**Tugas dan Latihan**:
a) Dalam tulisan tentang ideologi dalam kebijakan publik, dari perspektif apa Chusnul membahas kebijakan?
b) Cetak bagian tulisan tentang ideologi dalam kebijakan publik di antara "Dua hari terakhir" dan "dari perspektif ekonomi.", termasuk keduanya.

**Halaman**:
━━━━━━

Rabu, 13 Juli 2011

Ideologi dalam Kebijakan Publik

Dua hari terakhir ini, Senin (11/7/2011) dan Selasa (12/7/2011), saya mendapat pencerahan luar biasa dari dua pembicara istimewa yakni Dr. Chusnul Mar’iyah dan Dr. Ichsanuddin Noorsy. Saya sebut luar biasa karena dua alasan. Pertama, keduanya membuat sebuah statement yang belum pernah saya dengan dan belum pernah saya dapati dari buku manapun. Kedua, pernyataan keduanya sangat mirip dan saling memperkuat, meski topik ceramah mereka sangat berbeda perspektif. Chusnul bicara kebijakan dari perspektif politik, sementara Ichsanuddin melihat dari perspektif ekonomi.

Chusnul mengatakan bahwa tidak ada kebijakan yang tidak punya ideologi, sedangkan Ichsanuddin mengatakan bahwa ideologi seharusnya mengarahkan kebijakan. Singkatnya, sebuah kebijakan pada hakekatnya adalah anak ideologi, dan seorang policy maker harus memiliki ideologi yang jelas, yang akan diperjuangkannya melalui instrument kebijakan publik. Jika pemimpin tidak memiliki ideologi, maka kebijakan yang lahir sangat mungkin merupakan produk tekanan dari kelompok tertentu, atau produk kompromi terhadap transaksi atau pertarungan antar kepentingan. Jika hal seperti itu terjadi, maka hanya segelintir orang yang akan menikmati kebijakan tadi, sementara mayoritas masyarakat justru harus menanggung beban dan biaya yang mungkin timbul.

━━━━━━

**Data yang Diberikan**:

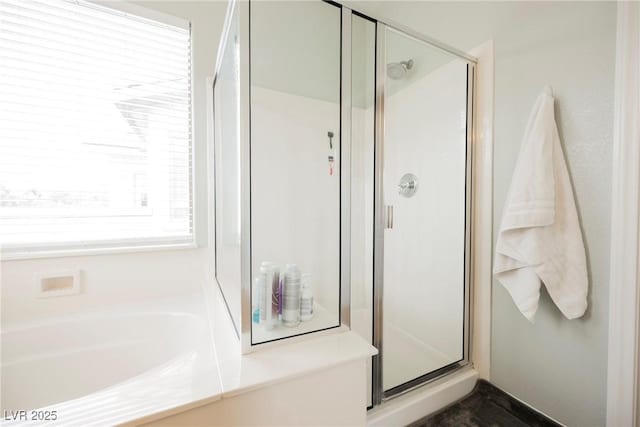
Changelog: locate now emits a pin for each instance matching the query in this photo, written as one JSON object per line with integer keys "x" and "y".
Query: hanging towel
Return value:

━━━━━━

**Hasil per Tugas**:
a) Dari perspektif politik.

b)
Dua hari terakhir ini, Senin (11/7/2011) dan Selasa (12/7/2011), saya mendapat pencerahan luar biasa dari dua pembicara istimewa yakni Dr. Chusnul Mar’iyah dan Dr. Ichsanuddin Noorsy. Saya sebut luar biasa karena dua alasan. Pertama, keduanya membuat sebuah statement yang belum pernah saya dengan dan belum pernah saya dapati dari buku manapun. Kedua, pernyataan keduanya sangat mirip dan saling memperkuat, meski topik ceramah mereka sangat berbeda perspektif. Chusnul bicara kebijakan dari perspektif politik, sementara Ichsanuddin melihat dari perspektif ekonomi.